Retrieve all lines below that have the string "every".
BEGIN Record extracts
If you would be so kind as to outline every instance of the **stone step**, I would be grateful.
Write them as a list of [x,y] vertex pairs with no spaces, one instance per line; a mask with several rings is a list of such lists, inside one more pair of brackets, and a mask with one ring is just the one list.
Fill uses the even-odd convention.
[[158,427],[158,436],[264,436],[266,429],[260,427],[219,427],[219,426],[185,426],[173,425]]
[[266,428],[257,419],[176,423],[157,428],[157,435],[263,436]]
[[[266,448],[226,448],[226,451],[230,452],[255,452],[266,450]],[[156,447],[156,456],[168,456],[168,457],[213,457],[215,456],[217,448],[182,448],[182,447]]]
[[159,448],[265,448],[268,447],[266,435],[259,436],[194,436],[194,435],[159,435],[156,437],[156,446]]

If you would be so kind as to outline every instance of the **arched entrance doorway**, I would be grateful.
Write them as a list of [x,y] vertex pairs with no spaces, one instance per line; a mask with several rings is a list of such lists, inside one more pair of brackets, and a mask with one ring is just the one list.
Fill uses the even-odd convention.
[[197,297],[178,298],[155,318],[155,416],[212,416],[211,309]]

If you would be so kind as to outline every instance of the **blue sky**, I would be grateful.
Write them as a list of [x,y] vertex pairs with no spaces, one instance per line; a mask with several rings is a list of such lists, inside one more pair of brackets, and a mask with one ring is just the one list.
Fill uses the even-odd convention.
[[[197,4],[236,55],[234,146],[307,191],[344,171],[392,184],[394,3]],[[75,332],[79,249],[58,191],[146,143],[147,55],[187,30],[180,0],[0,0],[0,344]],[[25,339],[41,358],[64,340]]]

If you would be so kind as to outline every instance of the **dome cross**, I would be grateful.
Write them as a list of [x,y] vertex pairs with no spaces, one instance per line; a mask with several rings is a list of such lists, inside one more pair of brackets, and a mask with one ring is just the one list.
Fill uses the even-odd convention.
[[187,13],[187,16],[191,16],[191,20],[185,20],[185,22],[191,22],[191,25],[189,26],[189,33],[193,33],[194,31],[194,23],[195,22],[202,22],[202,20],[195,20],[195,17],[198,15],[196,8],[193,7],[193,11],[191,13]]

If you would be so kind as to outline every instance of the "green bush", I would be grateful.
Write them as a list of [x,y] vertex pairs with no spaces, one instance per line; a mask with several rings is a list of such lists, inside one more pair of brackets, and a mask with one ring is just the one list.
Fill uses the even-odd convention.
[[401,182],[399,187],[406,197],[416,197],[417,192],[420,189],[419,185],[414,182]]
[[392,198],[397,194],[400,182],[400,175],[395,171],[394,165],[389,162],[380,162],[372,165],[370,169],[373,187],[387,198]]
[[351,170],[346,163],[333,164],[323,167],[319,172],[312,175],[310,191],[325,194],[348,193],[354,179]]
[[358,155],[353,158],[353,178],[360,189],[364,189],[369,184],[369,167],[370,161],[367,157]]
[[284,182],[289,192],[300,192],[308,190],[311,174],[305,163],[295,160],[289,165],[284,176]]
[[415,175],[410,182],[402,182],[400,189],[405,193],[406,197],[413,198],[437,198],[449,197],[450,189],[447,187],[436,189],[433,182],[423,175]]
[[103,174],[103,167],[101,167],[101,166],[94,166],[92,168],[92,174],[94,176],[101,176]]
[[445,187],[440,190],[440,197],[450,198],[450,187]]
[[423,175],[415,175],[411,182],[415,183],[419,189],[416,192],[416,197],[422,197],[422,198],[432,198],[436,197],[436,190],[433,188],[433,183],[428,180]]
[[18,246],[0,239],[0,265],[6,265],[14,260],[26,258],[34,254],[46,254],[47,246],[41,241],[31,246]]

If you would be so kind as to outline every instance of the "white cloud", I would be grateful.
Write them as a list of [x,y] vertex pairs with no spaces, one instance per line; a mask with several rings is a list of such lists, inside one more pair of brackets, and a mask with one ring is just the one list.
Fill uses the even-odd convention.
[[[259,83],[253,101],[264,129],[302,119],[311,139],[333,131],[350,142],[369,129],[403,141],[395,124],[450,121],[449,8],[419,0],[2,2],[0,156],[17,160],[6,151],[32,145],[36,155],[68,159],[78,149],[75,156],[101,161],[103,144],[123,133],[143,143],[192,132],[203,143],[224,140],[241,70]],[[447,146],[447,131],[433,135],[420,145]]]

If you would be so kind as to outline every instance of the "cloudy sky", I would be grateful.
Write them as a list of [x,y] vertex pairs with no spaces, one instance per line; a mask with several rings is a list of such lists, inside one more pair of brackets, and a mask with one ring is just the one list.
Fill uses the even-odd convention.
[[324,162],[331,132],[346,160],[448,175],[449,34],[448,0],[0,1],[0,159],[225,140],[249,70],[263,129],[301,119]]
END Record extracts
* **Solution for this exercise**
If you would be so kind as to outline every instance of the **stone step**, I would be grateful.
If you would be so kind as to outline every instance of the **arched entrance doorway**, I would be grateful.
If you would be so kind as to outline every instance of the **blue sky**, I would be grateful.
If you would be so kind as to outline every instance of the **dome cross**, I would be grateful.
If you would be so kind as to outline every instance of the "green bush", I would be grateful.
If you would be so kind as to outline every instance of the "white cloud", I would be grateful.
If you would be so kind as to outline every instance of the "cloudy sky", I would be grateful.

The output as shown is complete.